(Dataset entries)
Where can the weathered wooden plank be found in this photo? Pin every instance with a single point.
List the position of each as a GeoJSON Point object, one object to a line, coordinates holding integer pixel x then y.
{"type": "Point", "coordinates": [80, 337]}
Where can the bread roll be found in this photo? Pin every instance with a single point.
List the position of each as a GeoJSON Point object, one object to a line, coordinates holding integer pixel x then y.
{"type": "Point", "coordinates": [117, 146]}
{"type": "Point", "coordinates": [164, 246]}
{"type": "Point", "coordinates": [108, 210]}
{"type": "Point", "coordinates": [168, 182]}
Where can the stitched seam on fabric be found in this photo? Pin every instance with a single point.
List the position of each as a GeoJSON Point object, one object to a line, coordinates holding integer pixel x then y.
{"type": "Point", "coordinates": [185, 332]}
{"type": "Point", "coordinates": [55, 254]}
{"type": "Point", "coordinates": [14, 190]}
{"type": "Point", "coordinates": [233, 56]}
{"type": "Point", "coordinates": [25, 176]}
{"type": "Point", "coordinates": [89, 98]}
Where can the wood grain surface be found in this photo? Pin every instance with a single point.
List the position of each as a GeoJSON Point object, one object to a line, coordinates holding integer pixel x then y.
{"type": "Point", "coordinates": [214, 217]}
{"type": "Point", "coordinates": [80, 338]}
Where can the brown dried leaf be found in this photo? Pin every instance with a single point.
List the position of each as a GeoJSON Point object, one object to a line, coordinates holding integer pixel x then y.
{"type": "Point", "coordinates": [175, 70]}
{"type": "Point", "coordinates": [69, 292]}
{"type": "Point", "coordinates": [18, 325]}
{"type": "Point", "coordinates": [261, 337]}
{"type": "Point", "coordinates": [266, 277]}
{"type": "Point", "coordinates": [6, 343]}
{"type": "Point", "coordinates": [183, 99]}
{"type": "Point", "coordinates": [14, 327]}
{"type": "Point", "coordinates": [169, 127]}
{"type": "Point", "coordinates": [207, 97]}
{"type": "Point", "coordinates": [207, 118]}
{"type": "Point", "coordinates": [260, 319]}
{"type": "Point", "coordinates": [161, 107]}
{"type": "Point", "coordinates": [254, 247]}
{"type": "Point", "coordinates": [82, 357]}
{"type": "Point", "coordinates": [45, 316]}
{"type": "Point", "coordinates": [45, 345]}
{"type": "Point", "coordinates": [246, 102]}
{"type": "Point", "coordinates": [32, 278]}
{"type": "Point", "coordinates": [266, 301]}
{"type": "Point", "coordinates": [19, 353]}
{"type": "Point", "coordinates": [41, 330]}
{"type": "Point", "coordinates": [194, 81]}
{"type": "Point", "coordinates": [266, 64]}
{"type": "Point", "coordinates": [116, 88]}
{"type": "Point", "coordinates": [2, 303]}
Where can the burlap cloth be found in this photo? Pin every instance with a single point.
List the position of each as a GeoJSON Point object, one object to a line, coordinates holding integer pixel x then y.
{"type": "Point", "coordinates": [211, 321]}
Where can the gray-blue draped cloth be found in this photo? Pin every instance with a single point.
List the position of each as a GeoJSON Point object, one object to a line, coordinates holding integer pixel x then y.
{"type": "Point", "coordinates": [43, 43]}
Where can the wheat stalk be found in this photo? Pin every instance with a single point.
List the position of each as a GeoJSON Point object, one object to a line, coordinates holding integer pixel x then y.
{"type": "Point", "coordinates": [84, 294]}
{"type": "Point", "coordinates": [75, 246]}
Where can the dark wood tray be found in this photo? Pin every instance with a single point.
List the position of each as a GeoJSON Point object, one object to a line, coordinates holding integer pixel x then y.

• EXERCISE INSTRUCTIONS:
Copy every line in the data above that has the string "cloth" in it.

• ANSWER TO THE PROBLEM:
Where can the burlap cloth be found in this photo? Pin every instance with a single point.
Where can the gray-blue draped cloth be found in this photo? Pin every instance with a single point.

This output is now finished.